* Tekst dokumentu *
-
1. Data: 2019-07-15 21:30:06
Temat: problem z malowaniem ściany wałkiem
Od: ToMasz <t...@p...fm.com.pl>
witam
ściana z cegieł, tynk mp75, dobrze zrobiony. znaczy prosto i zatarty na
gładko - tak jak w instrukcji (albo filmie pokazowym). w ścianie było
kilka dziur, ubytków, zrobionych rogiem stołu, mikrofalówką lub
krawędziami twardych przemiotów. te wgniotki zapaćkałem gładzią na bazie
gipsu a po wyschnięciu przeszlifowałem packą uzbrojoną w siatkę. potem
grunt a następnie farba na wałku. i.... masakra. do wałka klei mi się
gładź. odchodzi od ściany pozostawiając na niej placki a na wałku strupy
Co zrobiłem źle? W zasadzie jak w przyszłości uniknąć takich niespodzianek?
(oczywiście "felerne" miejsca zamalowałem pędzlem, ale wolałbym tego
uniknąć)
ToMasz
-
2. Data: 2019-07-15 21:49:52
Temat: Re: problem z malowaniem ściany wałkiem
Od: "Tomasz Gorbaczuk" <g...@a...pl>
W dniu .07.2019 o 21:30 ToMasz <t...@p...fm.com.pl> pisze:
te wgniotki zapaćkałem gładzią na bazie
> gipsu a po wyschnięciu przeszlifowałem packą uzbrojoną w siatkę. potem
> grunt a następnie farba na wałku. i.... masakra. do wałka klei mi się
> gładź. odchodzi od ściany pozostawiając na niej placki a na wałku strupy
> Co zrobiłem źle? W zasadzie jak w przyszłości uniknąć takich
> niespodzianek?

* Wykaz danych o położeniu obiektów *

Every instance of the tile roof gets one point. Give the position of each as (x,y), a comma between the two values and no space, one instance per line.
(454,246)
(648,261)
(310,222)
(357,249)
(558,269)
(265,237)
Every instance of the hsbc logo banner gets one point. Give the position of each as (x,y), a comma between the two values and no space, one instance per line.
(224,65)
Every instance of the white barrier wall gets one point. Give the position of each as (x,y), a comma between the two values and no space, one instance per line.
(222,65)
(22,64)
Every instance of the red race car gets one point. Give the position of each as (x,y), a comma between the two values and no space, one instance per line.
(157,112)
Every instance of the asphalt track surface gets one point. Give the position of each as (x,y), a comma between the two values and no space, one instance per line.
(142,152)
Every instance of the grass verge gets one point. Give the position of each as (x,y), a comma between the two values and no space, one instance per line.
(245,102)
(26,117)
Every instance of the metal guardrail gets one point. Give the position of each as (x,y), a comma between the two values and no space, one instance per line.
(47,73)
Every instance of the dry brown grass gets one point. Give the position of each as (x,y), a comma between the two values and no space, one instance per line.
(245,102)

* Polecenie A *
Pokaż wszystkie wiersze wykazu zawierające słowo "grass". Wielkość liter ma znaczenie.
* Polecenie B *
Kontynuuj tekst o problemie z malowaniem ściany wałkiem, zaczynając zaraz po jego ostatnim zdaniu.

* Odpowiedź pisemna A *
Every instance of the grass verge gets one point. Give the position of each as (x,y), a comma between the two values and no space, one instance per line.
Every instance of the dry brown grass gets one point. Give the position of each as (x,y), a comma between the two values and no space, one instance per line.

* Odpowiedź pisemna B *
Nie odkurzyłeś pyłu po szlifowaniu. Grunt nie przemoczył go do podłoża -
jedynie posklejał grudki pyłu.
Po szlifowaniu zawsze trzeba porządnie odkurzyć pył - inaczej będzie jak u
Ciebie.
TG
-
3. Data: 2019-07-15 22:59:58
Temat: Re: problem z malowaniem ściany wałkiem
Od: Budzik <b...@p...o.n.e.t.pl.nie.spam.oj>
Użytkownik Tomasz Gorbaczuk g...@a...pl ...
> te wgniotki zapaćkałem gładzią na bazie
>> gipsu a po wyschnięciu przeszlifowałem packą uzbrojoną w siatkę.
>> potem grunt a następnie farba na wałku. i.... masakra. do wałka
>> klei mi się gładź. odchodzi od ściany pozostawiając na niej placki
>> a na wałku strupy Co zrobiłem źle? W zasadzie jak w przyszłości
>> uniknąć takich niespodzianek?
>
> Nie odkurzyłeś pyłu po szlifowaniu. Grunt nie przemoczył go do
> podłoża - jedynie posklejał grudki pyłu.
> Po szlifowaniu zawsze trzeba porządnie odkurzyć pył - inaczej będzie
> jak u Ciebie.
>
ano dokładnie - pamietam dokładnie w ten sam sposób swoje pierwsze
malowanie... Co to ja sie nie nakurwowałem... :)
--
Pozdrawia... Budzik
b_ud_zi_k_6_1 na poczta kropka onet kropka pl (adres antyspamowy, usuń także "_")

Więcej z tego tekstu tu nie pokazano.